** Opening Supplied data block **

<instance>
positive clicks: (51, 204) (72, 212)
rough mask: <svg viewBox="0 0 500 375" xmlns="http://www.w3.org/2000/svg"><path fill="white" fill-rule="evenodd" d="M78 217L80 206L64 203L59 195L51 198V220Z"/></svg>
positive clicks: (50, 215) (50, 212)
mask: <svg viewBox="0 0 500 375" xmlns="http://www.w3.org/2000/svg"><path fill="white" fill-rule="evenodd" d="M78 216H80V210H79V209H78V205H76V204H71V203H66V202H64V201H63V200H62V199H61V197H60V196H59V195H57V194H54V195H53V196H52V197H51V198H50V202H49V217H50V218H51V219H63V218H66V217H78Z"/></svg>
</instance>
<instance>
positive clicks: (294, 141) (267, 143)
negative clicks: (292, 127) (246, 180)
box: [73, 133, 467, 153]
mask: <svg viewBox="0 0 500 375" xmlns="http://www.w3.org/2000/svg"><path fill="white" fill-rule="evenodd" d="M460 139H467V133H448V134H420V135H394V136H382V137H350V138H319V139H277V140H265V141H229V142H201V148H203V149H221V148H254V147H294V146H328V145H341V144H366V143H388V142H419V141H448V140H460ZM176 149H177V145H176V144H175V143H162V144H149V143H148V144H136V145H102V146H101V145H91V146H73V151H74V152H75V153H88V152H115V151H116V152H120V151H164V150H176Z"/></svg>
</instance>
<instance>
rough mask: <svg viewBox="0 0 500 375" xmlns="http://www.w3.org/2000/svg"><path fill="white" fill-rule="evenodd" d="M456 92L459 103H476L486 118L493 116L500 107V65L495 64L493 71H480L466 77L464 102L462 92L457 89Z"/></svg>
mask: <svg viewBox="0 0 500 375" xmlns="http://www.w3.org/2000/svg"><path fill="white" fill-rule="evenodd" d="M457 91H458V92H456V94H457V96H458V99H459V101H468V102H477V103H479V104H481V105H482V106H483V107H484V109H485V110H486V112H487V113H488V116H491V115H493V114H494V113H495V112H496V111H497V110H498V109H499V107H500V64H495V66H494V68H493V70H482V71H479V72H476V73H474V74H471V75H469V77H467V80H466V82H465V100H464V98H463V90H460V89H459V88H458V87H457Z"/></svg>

** Closing Supplied data block **

▶ _Exercise aim_:
Give the listing again in its entirety, exactly as written.

▶ _Written answer_:
<instance>
positive clicks: (51, 204) (72, 212)
rough mask: <svg viewBox="0 0 500 375" xmlns="http://www.w3.org/2000/svg"><path fill="white" fill-rule="evenodd" d="M78 217L80 206L64 203L59 195L51 198V220Z"/></svg>
positive clicks: (50, 215) (50, 212)
mask: <svg viewBox="0 0 500 375" xmlns="http://www.w3.org/2000/svg"><path fill="white" fill-rule="evenodd" d="M78 216H80V210H79V209H78V205H76V204H71V203H66V202H64V201H63V200H62V199H61V197H60V196H59V195H57V194H54V195H53V196H52V197H51V198H50V202H49V217H50V218H51V219H63V218H66V217H78Z"/></svg>
</instance>
<instance>
positive clicks: (294, 141) (267, 143)
negative clicks: (292, 127) (246, 180)
box: [73, 133, 467, 153]
mask: <svg viewBox="0 0 500 375" xmlns="http://www.w3.org/2000/svg"><path fill="white" fill-rule="evenodd" d="M460 139H467V133H448V134H420V135H394V136H382V137H350V138H319V139H277V140H265V141H229V142H201V148H203V149H221V148H254V147H294V146H328V145H341V144H366V143H388V142H419V141H448V140H460ZM176 149H177V145H176V144H175V143H162V144H149V143H148V144H136V145H102V146H101V145H91V146H73V151H74V152H75V153H88V152H115V151H116V152H120V151H164V150H176Z"/></svg>
</instance>
<instance>
rough mask: <svg viewBox="0 0 500 375" xmlns="http://www.w3.org/2000/svg"><path fill="white" fill-rule="evenodd" d="M456 92L459 103H476L486 118L493 116L500 107V65L495 64L493 71H480L466 77L464 102L462 92L457 89Z"/></svg>
mask: <svg viewBox="0 0 500 375" xmlns="http://www.w3.org/2000/svg"><path fill="white" fill-rule="evenodd" d="M457 91H458V92H456V94H457V96H458V99H459V101H468V102H477V103H479V104H481V105H482V106H483V107H484V109H485V110H486V112H487V113H488V116H491V115H493V114H494V113H495V112H496V111H497V110H498V109H499V107H500V64H495V66H494V68H493V70H482V71H479V72H476V73H474V74H471V75H469V77H467V80H466V82H465V100H464V98H463V90H460V89H459V88H458V87H457Z"/></svg>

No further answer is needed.